_Stated goal_
Render every entry verbatim.

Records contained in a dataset
-*-

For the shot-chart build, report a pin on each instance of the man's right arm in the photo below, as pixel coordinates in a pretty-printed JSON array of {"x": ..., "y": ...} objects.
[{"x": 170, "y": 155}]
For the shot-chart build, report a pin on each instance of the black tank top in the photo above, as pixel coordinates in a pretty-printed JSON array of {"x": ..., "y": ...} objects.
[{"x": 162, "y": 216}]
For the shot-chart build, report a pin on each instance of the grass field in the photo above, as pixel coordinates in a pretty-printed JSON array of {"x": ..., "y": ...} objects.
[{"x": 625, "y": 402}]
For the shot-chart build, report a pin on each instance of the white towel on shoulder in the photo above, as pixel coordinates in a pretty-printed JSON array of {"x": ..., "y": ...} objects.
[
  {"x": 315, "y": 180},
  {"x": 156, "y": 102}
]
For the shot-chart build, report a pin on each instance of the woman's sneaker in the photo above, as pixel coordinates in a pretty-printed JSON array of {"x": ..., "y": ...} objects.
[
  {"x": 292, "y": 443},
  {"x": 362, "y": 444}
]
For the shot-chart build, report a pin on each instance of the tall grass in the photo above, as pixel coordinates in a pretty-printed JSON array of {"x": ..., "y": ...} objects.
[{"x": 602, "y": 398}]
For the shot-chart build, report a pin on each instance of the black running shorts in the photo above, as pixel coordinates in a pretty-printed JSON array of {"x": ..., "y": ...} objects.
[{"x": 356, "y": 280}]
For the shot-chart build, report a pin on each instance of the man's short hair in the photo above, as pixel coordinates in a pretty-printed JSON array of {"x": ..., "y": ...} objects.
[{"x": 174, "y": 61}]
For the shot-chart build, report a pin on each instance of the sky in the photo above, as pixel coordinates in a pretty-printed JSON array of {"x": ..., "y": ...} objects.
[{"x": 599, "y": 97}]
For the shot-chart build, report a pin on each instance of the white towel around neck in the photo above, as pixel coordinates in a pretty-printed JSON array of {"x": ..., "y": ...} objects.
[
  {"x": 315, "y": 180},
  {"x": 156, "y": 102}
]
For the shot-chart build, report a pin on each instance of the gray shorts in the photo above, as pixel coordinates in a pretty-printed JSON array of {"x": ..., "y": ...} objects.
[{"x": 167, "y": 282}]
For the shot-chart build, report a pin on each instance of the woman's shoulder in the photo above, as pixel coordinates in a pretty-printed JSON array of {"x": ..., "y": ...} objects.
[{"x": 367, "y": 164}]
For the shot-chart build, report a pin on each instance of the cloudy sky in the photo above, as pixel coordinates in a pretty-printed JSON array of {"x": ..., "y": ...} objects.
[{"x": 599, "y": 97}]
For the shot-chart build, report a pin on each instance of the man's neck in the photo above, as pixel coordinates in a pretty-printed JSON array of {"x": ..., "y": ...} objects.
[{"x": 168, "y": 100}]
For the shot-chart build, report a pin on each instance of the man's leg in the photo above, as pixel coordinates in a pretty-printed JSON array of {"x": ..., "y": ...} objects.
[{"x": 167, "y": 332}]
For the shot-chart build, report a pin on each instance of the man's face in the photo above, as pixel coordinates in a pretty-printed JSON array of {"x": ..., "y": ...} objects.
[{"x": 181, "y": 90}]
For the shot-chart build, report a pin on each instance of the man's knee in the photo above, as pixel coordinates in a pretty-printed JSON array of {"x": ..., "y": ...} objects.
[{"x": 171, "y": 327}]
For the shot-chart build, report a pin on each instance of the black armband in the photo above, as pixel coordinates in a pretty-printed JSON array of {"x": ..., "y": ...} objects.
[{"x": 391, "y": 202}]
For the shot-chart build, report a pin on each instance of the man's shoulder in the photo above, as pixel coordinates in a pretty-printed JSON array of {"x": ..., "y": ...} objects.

-*-

_Solved exercise_
For the shot-chart build, report a pin on each instance of the man's right arm in the photo below, as pixel coordinates in a pretty-printed JSON array of {"x": ..., "y": ...} objects.
[{"x": 170, "y": 155}]
For the shot-chart build, report a pin on each instance of the black tank top in the photo above, as pixel coordinates in a pretty-printed JSON array of {"x": ..., "y": ...} objects.
[{"x": 162, "y": 216}]
For the shot-chart build, report a pin on each instance of the grass field in the photo above, as pixel coordinates in a pretty-printed JSON array of {"x": ..., "y": ...} objects.
[{"x": 625, "y": 402}]
For the shot-chart build, report a pin on each instance of the white towel on shoulder in the photo above, as pixel coordinates in a pretty-printed JSON array of {"x": ..., "y": ...} objects.
[
  {"x": 315, "y": 180},
  {"x": 156, "y": 102}
]
For the shot-chart build, report a pin on each instance of the woman's sneaker in the photo above, as pixel coordinates in a pretty-printed JSON array of {"x": ..., "y": ...} objects.
[
  {"x": 292, "y": 443},
  {"x": 362, "y": 444}
]
For the shot-chart build, report a pin on each instance of the tall grass in the photo above, as pixel coordinates in a pretty-printed JSON array of {"x": ..., "y": ...} objects.
[{"x": 602, "y": 398}]
For the shot-chart build, report a pin on each instance of the black running shorts in the photo above, as pixel coordinates in a pretty-printed JSON array of {"x": ..., "y": ...} objects.
[{"x": 356, "y": 280}]
For the shot-chart build, report a pin on each instance of the man's short hair in the photo above, as pixel coordinates in a pretty-printed JSON array of {"x": ..., "y": ...} objects.
[{"x": 174, "y": 61}]
For the shot-chart build, report a pin on each instance of the sky in the photo above, as pixel coordinates in a pretty-printed JSON array of {"x": ..., "y": ...} objects.
[{"x": 599, "y": 97}]
For the shot-chart build, report a pin on each instance of the white towel around neck in the photo above, as pixel coordinates in a pretty-printed JSON array of {"x": ..., "y": ...} objects.
[
  {"x": 315, "y": 180},
  {"x": 156, "y": 102}
]
For the shot-chart build, report a pin on each instance of the gray shorts in the photo above, as pixel coordinates in a pretty-printed JSON array of {"x": ..., "y": ...} objects.
[{"x": 167, "y": 282}]
For the shot-chart build, report a pin on each instance of the woman's shoulder in the photo above, as pixel coordinates in a pretty-printed JSON array of {"x": ..., "y": ...} objects.
[{"x": 367, "y": 164}]
For the shot-chart build, report a pin on each instance of the cloudy sky in the photo above, as pixel coordinates in a pretty-printed JSON array of {"x": ..., "y": ...} objects.
[{"x": 599, "y": 97}]
For the shot-chart build, report a pin on each instance of the man's neck in the photo above, as pixel coordinates in a pretty-printed JSON array of {"x": ..., "y": ...} objects.
[{"x": 168, "y": 100}]
For the shot-chart build, report a pin on each instance of the man's leg in the photo above, as pixel coordinates in a pretty-printed JSON array of {"x": ..., "y": ...} objects.
[{"x": 167, "y": 332}]
For the shot-chart build, report a pin on each instance of the man's face in the photo above, as pixel coordinates in a pretty-printed JSON array of {"x": ..., "y": ...} objects.
[{"x": 181, "y": 90}]
For the shot-chart build, report a pin on each instance of the man's knee in the photo above, as pixel coordinates in a pretty-printed JSON array of {"x": ..., "y": ...} objects.
[{"x": 171, "y": 327}]
For the shot-chart build, report a pin on each instance of the black armband in the photo above, as pixel coordinates in a pretty-printed JSON array of {"x": ..., "y": ...} objects.
[{"x": 391, "y": 202}]
For the shot-chart build, report a pin on each instance of the man's shoulder in the photo above, as pixel coordinates in a pretty-printed JSON array of {"x": ..., "y": ...} objects.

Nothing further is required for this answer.